====== THE DATA ======

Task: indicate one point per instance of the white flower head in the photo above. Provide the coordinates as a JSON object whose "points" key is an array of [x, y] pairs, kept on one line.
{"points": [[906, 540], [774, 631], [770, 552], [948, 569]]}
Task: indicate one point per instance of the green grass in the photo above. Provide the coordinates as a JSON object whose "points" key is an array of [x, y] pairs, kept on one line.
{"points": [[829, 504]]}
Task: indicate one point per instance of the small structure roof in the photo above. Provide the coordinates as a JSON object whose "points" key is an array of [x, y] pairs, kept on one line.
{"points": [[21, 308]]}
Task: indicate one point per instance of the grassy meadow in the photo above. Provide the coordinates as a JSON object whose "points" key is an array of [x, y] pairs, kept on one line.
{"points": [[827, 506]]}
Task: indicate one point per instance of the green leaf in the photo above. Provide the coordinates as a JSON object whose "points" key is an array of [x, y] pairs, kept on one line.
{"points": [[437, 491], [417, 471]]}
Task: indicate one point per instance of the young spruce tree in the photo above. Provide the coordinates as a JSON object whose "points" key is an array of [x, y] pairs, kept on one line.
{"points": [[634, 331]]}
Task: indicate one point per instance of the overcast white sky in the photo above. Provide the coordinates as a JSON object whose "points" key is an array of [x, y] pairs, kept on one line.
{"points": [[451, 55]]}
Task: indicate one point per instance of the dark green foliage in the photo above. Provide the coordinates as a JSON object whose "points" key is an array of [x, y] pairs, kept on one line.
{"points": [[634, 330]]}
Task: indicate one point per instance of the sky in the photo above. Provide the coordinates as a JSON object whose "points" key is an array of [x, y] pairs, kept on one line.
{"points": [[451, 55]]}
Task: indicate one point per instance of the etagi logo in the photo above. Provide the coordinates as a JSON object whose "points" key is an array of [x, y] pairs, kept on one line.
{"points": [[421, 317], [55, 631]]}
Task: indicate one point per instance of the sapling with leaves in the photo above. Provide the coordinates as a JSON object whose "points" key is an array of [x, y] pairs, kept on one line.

======

• PROBLEM DESCRIPTION:
Copy all of the records above word for word, keeping every character the same.

• EXERCISE RESULT:
Task: indicate one point per instance of the white flower head in the photo above. Provide the coordinates as a JSON object whose "points" key is an array of [x, y] pairs, kept on one line.
{"points": [[906, 540], [774, 631], [770, 552], [948, 569]]}
Task: indicate one point per instance of the green grass in the photo above. Provide the coordinates as a JSON object whose "points" key is an array of [x, y] pairs, kept on one line.
{"points": [[829, 504]]}
Task: indicate one point per instance of the small structure roof in the photo above. Provide the coordinates as a JSON object whose "points" key is an array of [x, y] pairs, kept on one line.
{"points": [[21, 308]]}
Task: indicate one point per instance of the grassy meadow in the photo above. Provide the coordinates as a JSON object whose "points" key is an array of [x, y] pairs, kept on one line.
{"points": [[827, 506]]}
Task: indicate one point per instance of the green leaf in the photo above. Provide the coordinates as a JSON object whose "points" key is an array of [x, y] pairs, kept on one line.
{"points": [[437, 491], [417, 471]]}
Task: indicate one point per instance of the young spruce tree in the photo above. Provide the coordinates as a JSON object whose "points" key is an array of [x, y] pairs, kept on one line.
{"points": [[634, 331]]}
Task: indicate one point per instance of the overcast white sky in the photo above. Provide the coordinates as a JSON object whose "points" key is an array of [x, y] pairs, kept on one line.
{"points": [[451, 55]]}
Task: indicate one point per instance of the dark green foliage in the photo above. Provide the coordinates as a JSON object whose "points" key is an array of [x, y] pairs, kept on one line.
{"points": [[634, 330]]}
Task: indicate one point per instance of the sky in the photo above. Provide the coordinates as a JSON object whose "points" key is an array of [x, y] pairs, kept on one line.
{"points": [[451, 55]]}
Task: indicate one point per instance of the etagi logo in the photo above. Provide the coordinates as a JSON object whose "points" key is an array of [x, y] pairs, kept on one line.
{"points": [[421, 317], [55, 631]]}
Task: indicate one point per instance of the sapling with leaves in the photo above. Provide the coordinates as a JSON object whose "points" key is an array of [x, y] pairs, kept on one line.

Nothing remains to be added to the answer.